Records provided:
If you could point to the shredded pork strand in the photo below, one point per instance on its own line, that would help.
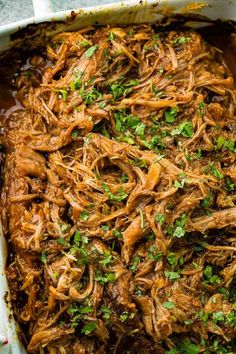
(119, 194)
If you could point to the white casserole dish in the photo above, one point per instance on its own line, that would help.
(127, 12)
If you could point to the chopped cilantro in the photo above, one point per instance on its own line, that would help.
(153, 255)
(179, 184)
(178, 230)
(168, 305)
(121, 195)
(106, 278)
(124, 178)
(126, 316)
(171, 275)
(138, 162)
(64, 227)
(75, 134)
(218, 316)
(89, 52)
(90, 96)
(62, 241)
(84, 215)
(111, 36)
(134, 266)
(229, 184)
(84, 43)
(214, 171)
(117, 233)
(181, 40)
(119, 89)
(105, 227)
(225, 144)
(89, 328)
(211, 278)
(172, 259)
(185, 129)
(64, 94)
(106, 312)
(140, 129)
(201, 109)
(44, 257)
(107, 258)
(186, 347)
(160, 218)
(171, 114)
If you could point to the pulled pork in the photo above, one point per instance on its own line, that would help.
(119, 194)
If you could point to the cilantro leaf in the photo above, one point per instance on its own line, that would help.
(185, 129)
(89, 328)
(171, 275)
(160, 219)
(121, 195)
(171, 114)
(168, 305)
(90, 51)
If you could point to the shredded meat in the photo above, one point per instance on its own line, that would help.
(119, 194)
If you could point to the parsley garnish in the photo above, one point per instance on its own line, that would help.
(89, 52)
(64, 94)
(211, 278)
(106, 278)
(168, 305)
(126, 316)
(135, 264)
(171, 275)
(91, 96)
(181, 40)
(153, 255)
(89, 328)
(160, 219)
(106, 312)
(44, 257)
(214, 171)
(107, 258)
(171, 115)
(84, 215)
(201, 109)
(185, 129)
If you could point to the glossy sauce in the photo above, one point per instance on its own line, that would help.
(8, 91)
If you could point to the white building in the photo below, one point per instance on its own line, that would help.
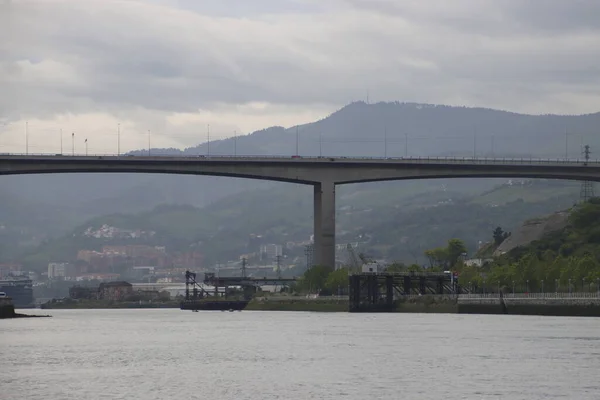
(271, 251)
(58, 270)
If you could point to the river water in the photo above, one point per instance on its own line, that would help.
(173, 354)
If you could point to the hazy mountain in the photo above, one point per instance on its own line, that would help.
(359, 129)
(400, 225)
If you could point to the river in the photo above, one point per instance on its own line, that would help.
(173, 354)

Your objective:
Transcribe the material above word for word, from the line that contains "If you could point to the shredded meat" through the end of the material, inclusive, and leave out the pictures.

Task output:
If you could point to the shredded meat in the photo above, one point per instance on its own line, that would help.
(119, 194)
If you could point to the parsley garnish in the photo above, one point per instance on its own line, that would help.
(89, 52)
(64, 94)
(211, 278)
(106, 278)
(168, 305)
(126, 316)
(135, 264)
(171, 275)
(91, 96)
(181, 40)
(153, 255)
(89, 328)
(160, 219)
(106, 312)
(44, 257)
(214, 171)
(107, 258)
(171, 115)
(84, 215)
(201, 109)
(185, 129)
If you could point to the glossy sauce in the photo above, one point per instance on its own line, that would help.
(8, 91)
If you could point to the white building in the photo below, one point per instance on its own line, that would help.
(271, 251)
(58, 270)
If you could point to the river water in the photo above, one point per instance on its own line, that would help.
(173, 354)
If you could point to the hazy mountain in the photo above, one point per instance on its own line, that would help.
(359, 129)
(400, 225)
If you could point to the river in the photo above, one point per instance on its own line, that would help.
(173, 354)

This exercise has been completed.